Pull out every line of the records below that contains the word "cave", paying attention to case. Copy each matching line in full.

Object point labels
◇ ◇ ◇ ◇ ◇

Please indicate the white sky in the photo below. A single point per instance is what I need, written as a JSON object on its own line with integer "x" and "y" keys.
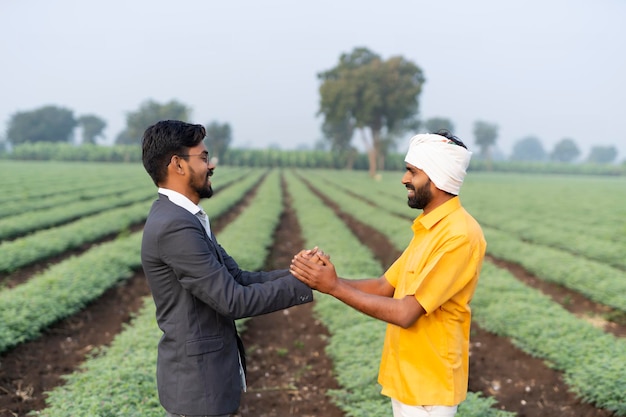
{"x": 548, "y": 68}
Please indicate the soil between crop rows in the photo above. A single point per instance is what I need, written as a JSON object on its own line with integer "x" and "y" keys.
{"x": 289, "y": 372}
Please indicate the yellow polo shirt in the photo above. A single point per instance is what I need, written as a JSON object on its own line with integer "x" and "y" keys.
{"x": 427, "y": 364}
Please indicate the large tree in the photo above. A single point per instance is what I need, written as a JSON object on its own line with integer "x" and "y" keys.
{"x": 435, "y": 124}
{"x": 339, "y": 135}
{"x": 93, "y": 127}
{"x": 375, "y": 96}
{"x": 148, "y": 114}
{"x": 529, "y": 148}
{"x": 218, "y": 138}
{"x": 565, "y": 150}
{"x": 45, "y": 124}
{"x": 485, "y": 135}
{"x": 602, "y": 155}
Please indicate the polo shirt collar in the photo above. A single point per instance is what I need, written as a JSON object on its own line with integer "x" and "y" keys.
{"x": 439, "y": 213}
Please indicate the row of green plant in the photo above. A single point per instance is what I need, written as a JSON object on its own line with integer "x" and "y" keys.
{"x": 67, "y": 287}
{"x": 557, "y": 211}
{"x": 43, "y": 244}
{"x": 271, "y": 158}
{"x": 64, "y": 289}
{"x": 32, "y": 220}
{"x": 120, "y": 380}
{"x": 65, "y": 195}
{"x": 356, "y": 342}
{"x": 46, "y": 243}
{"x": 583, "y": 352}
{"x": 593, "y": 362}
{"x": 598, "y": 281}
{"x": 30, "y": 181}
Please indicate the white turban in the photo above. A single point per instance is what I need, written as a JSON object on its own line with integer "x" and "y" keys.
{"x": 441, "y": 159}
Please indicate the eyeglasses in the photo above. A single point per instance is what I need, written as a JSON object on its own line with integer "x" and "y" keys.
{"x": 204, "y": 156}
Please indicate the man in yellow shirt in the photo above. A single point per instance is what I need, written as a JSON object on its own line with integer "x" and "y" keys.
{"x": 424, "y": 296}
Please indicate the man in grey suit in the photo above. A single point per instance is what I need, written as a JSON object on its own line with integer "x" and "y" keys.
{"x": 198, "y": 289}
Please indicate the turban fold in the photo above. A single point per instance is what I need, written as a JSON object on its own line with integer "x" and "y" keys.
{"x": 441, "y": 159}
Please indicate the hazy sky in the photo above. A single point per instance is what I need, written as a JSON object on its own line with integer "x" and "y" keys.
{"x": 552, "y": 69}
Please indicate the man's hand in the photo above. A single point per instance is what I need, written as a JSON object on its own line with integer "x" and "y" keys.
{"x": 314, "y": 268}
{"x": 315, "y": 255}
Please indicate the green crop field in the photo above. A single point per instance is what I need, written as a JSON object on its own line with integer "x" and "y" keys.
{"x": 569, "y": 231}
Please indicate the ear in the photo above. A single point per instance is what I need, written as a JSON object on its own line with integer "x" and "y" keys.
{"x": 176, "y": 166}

◇ ◇ ◇ ◇ ◇

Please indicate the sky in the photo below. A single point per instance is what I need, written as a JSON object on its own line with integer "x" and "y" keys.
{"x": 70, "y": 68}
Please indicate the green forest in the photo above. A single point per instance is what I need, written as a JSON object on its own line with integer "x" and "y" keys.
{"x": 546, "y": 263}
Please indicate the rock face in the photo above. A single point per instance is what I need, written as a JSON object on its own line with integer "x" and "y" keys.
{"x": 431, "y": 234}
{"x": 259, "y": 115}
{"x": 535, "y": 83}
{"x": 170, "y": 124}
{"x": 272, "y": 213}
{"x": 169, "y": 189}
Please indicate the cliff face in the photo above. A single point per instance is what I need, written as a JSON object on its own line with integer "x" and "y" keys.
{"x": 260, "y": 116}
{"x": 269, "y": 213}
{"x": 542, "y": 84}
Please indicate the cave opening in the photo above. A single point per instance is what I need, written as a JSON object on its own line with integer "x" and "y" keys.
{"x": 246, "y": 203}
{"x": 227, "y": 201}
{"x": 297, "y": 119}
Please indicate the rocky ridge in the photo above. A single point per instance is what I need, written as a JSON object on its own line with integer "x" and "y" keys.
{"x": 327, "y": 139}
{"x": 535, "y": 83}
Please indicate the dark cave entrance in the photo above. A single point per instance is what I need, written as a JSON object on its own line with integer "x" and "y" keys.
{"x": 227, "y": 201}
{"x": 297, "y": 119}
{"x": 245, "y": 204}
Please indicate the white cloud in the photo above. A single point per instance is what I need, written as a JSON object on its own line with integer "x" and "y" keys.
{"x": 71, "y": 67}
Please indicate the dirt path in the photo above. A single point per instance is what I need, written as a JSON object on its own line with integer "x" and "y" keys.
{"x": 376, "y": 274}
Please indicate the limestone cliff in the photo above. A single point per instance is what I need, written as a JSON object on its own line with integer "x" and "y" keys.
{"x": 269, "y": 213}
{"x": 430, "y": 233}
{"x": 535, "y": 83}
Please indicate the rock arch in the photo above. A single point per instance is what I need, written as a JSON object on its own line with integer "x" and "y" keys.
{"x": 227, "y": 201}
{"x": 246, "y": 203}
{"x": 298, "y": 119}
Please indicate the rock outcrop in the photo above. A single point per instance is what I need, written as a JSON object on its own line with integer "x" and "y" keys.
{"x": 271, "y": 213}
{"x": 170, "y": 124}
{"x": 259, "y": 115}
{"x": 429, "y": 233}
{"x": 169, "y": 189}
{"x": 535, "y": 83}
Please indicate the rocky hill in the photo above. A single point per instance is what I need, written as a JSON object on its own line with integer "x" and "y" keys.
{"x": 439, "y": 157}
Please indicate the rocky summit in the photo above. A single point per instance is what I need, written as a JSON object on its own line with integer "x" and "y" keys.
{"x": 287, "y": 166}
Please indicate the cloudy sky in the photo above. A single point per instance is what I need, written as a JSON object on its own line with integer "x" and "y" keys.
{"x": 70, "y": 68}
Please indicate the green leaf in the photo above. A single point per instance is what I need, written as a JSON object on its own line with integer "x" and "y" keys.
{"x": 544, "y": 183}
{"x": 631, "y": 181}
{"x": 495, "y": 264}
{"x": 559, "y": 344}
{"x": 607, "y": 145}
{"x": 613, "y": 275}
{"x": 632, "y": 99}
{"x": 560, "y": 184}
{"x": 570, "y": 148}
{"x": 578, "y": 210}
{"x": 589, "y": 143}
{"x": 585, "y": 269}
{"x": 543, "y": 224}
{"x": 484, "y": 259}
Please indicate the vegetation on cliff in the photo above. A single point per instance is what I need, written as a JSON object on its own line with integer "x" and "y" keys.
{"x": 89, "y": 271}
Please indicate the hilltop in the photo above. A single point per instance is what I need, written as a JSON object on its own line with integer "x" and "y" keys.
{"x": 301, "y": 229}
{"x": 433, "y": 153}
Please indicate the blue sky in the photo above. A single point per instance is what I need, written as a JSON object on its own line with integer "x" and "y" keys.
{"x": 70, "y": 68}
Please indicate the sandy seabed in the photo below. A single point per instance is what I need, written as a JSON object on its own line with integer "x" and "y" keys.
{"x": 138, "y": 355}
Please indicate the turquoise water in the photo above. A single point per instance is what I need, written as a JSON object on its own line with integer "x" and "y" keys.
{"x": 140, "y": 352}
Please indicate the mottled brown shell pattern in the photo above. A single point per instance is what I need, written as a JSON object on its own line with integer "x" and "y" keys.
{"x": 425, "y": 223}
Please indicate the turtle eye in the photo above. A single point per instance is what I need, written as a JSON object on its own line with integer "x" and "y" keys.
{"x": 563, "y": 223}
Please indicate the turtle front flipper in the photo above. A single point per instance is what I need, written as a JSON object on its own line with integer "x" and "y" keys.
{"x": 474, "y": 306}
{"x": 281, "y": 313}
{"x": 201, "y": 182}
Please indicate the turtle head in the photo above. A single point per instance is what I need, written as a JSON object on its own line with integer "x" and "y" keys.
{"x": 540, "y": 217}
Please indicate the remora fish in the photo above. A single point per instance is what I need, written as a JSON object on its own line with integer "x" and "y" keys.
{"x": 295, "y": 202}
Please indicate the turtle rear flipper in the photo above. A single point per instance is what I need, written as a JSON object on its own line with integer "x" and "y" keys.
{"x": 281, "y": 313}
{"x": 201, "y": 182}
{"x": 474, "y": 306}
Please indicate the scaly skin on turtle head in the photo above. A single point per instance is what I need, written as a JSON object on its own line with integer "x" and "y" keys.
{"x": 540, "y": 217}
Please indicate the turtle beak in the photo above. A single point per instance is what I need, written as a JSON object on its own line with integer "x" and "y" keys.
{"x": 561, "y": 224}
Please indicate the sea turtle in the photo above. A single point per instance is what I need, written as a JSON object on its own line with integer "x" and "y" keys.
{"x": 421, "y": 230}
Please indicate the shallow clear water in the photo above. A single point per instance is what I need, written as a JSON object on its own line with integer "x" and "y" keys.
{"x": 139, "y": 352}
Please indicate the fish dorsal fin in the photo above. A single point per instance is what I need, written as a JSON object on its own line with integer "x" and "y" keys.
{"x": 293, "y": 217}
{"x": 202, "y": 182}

◇ ◇ ◇ ◇ ◇

Answer below:
Please indicate the cave opening in the photo above. A single point per instance is what I need, written as a JSON object on its own line with integer "x" and "y" keys.
Please indicate the dark cave entrance in the photo above. A single point per instance is what I need, written as a JSON object on its own line with integer "x" and "y" keys.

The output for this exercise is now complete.